> **DATA PROVIDED**:

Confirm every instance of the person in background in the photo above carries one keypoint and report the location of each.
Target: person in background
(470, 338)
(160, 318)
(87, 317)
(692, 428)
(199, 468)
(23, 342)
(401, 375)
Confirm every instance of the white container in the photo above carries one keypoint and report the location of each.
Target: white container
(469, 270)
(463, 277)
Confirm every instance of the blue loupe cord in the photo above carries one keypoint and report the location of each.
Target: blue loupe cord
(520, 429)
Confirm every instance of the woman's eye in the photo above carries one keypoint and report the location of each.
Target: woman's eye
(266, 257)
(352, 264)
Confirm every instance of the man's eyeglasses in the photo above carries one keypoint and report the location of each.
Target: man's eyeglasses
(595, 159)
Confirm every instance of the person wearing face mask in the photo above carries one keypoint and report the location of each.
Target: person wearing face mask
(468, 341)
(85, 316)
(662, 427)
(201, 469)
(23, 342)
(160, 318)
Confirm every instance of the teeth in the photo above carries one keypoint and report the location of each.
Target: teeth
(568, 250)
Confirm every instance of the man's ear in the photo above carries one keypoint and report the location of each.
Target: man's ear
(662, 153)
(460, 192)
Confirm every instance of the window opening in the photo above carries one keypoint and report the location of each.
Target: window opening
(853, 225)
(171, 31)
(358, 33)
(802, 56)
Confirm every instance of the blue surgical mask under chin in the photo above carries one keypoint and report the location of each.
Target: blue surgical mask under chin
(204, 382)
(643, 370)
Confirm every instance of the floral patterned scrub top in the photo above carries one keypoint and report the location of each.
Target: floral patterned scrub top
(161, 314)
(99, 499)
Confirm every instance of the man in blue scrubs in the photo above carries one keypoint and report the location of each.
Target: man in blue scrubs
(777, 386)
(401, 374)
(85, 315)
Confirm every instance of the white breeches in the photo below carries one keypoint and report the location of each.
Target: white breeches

> **PROBLEM STATEMENT**:
Looking at the entries above, say how many lines contain the word "breeches". Nothing but the number is needed.

> **WORKED SOLUTION**:
2